[About this exercise] Where the lines below hold images, skip those and copy every word exactly.

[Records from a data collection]
- Opening Delimiter -
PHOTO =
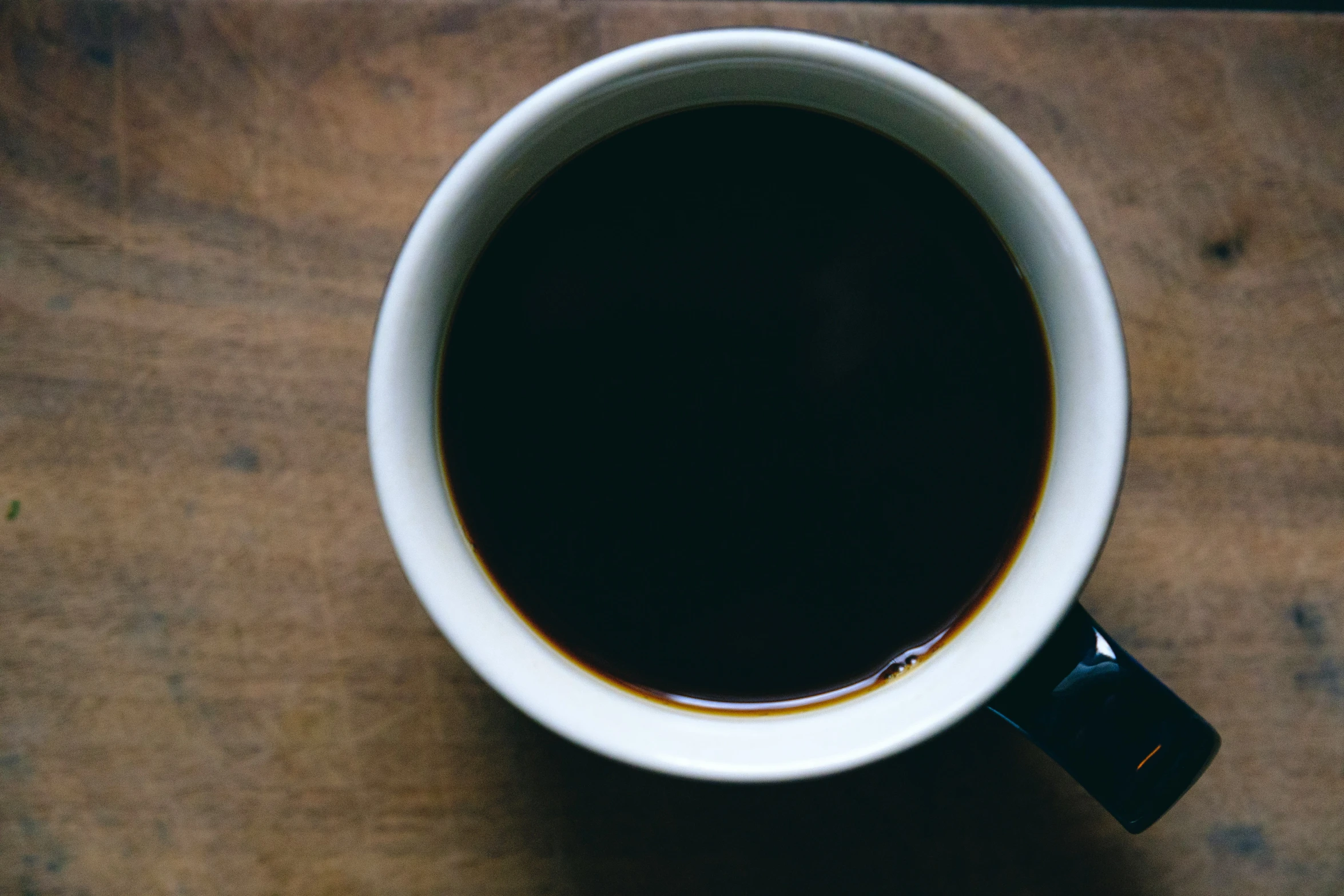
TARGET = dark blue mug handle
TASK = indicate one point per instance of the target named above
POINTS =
(1120, 732)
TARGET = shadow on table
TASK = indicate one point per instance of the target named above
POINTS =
(975, 810)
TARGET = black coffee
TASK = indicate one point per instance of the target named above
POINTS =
(745, 403)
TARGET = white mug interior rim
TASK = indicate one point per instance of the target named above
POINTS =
(1045, 236)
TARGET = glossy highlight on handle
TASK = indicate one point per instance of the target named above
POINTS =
(1120, 732)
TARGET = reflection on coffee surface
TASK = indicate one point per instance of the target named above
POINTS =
(745, 403)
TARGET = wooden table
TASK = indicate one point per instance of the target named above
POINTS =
(214, 678)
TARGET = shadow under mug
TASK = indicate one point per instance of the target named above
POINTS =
(1031, 653)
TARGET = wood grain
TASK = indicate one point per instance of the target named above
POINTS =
(214, 678)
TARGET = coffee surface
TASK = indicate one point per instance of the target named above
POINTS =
(745, 403)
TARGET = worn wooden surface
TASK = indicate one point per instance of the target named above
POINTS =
(214, 678)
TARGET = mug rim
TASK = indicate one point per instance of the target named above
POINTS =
(1078, 492)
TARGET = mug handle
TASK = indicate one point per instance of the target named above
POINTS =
(1120, 732)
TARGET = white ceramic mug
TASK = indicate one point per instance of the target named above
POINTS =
(859, 83)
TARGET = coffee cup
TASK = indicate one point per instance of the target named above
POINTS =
(1028, 651)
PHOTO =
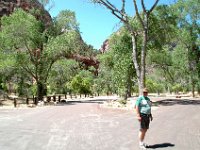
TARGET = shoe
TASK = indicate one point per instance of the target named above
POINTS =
(146, 145)
(142, 146)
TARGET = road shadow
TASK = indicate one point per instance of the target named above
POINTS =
(171, 102)
(162, 145)
(74, 102)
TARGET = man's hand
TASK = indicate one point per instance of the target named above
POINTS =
(151, 117)
(139, 118)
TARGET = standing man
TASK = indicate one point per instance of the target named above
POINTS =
(143, 111)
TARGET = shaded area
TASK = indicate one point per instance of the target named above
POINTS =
(171, 102)
(162, 145)
(73, 102)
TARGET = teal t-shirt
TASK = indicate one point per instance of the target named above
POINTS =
(144, 105)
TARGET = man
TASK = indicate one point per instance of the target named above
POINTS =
(143, 111)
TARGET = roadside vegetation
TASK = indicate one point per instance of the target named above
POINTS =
(38, 61)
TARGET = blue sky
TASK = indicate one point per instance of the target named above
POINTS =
(96, 22)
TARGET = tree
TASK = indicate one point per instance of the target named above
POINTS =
(188, 24)
(135, 32)
(35, 49)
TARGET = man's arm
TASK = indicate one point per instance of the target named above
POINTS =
(138, 113)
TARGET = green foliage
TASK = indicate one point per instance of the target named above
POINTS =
(82, 83)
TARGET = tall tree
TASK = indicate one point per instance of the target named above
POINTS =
(189, 30)
(35, 49)
(140, 31)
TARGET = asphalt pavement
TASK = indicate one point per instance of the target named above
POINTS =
(87, 126)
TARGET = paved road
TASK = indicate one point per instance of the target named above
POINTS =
(86, 126)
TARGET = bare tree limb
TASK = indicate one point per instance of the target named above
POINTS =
(28, 70)
(123, 6)
(137, 13)
(143, 6)
(156, 2)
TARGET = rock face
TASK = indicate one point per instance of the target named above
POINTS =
(104, 46)
(8, 6)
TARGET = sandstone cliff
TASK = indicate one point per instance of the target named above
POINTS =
(8, 6)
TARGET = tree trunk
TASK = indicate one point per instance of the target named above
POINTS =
(41, 91)
(140, 75)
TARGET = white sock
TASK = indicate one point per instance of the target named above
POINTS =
(141, 143)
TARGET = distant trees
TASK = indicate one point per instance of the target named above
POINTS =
(138, 27)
- Closing Delimiter -
[Written answer]
PHOTO =
TARGET = dark blue mug handle
TASK = indicate one point per instance of the target named above
POINTS =
(1120, 732)
TARGET = shadow on table
TASK = indicate one point per instance of the target named above
POINTS =
(975, 810)
TARGET = black coffee
TASK = indicate one point per instance of the target named above
POINTS =
(745, 403)
TARGET = white mug interior rim
TASK = indicate one point per instance of the target named above
POINTS =
(1045, 236)
TARGET = glossy highlight on handle
TASK = indicate one point per instance of the target named above
POINTS =
(1120, 732)
TARGET = reflection on coffee surface
TASK = indicate one point per instance of the target named above
POINTS =
(745, 403)
TARGET = wooden table
TASK = indicate one point per instance of the target named above
POINTS =
(214, 678)
TARGET = shadow under mug
TASK = indicate one point per instance of the target named above
POINTS =
(1031, 653)
TARGET = wood grain
TASK = indicate one point per instance of the target named above
POINTS =
(214, 678)
TARGET = coffee surface
TASK = indicate one point per instance of the target named above
POINTS =
(745, 403)
TARGET = worn wooden surface
TASK = indicate one point per instance of the target named above
POINTS =
(214, 678)
TARGET = mug rim
TASK = indicate one point per instance of the target named above
POINTS =
(1078, 492)
TARGET = mug handle
TASK = indicate one point per instance of the target named above
POINTS =
(1120, 732)
TARGET = white ceramic mug
TASK = indicate one point per instance of the target named above
POINTS =
(859, 83)
TARGET = coffee cup
TASK = indicate one point per instance of the target named above
POINTS =
(1028, 651)
PHOTO =
TARGET = shoe
TASK = indicate one point per instance of the target named above
POINTS =
(146, 145)
(142, 146)
TARGET = road shadow
TASK = indicate one point per instance of the target named above
POINTS =
(171, 102)
(162, 145)
(74, 102)
TARGET = man's hand
TASK = indicate one point per instance of the target named above
POINTS =
(151, 117)
(139, 118)
TARGET = standing man
TASK = indicate one point per instance of the target named above
POINTS =
(143, 111)
TARGET = shaded area
TASK = indicate one point per instance of the target named above
POINTS =
(171, 102)
(162, 145)
(73, 102)
TARGET = teal t-shirt
TASK = indicate one point per instance of the target named above
POINTS =
(144, 105)
TARGET = man
TASK = indicate one point per instance of the target named above
POINTS =
(143, 111)
TARGET = roadside vegetation
TASK = indicate one point per instance of the target named above
POINTS =
(38, 61)
TARGET = blue sky
TASK = indicate one point per instance of the target named above
POINTS =
(96, 22)
TARGET = tree
TASK = indicate one point per instance of the target named above
POINTS =
(188, 24)
(135, 32)
(35, 49)
TARGET = man's arm
TASK = indicate one point per instance of the target named above
POINTS =
(138, 113)
TARGET = green foliage
TASK = indicate one point per instance of the target named above
POINTS =
(82, 83)
TARGET = tall tree
TASK = indicate one point per instance of the target named above
POINTS =
(189, 30)
(35, 49)
(140, 31)
TARGET = asphalt pavement
TASK = indicate one point per instance of the target named above
POINTS =
(87, 126)
TARGET = paved road
TASK = indicate one point per instance of the target named above
POINTS =
(86, 126)
TARGET = bare tree limb
TASK = indicate one point per instance of the target named above
POINTS =
(28, 70)
(123, 6)
(137, 13)
(143, 6)
(156, 2)
TARGET = rock face
TASK = indicate one point per instance of the target named above
POINTS =
(104, 46)
(8, 6)
TARGET = sandstone cliff
TASK = indicate one point per instance of the target named above
POINTS =
(8, 6)
TARGET = tree trunk
TASK = indicate one point per instance of the target named above
POINTS =
(41, 91)
(140, 75)
TARGET = white sock
TASK = indicate one point per instance of the target named above
POINTS =
(141, 143)
TARGET = distant trees
TASK = indicate one point per instance of the target named above
POINTS =
(138, 27)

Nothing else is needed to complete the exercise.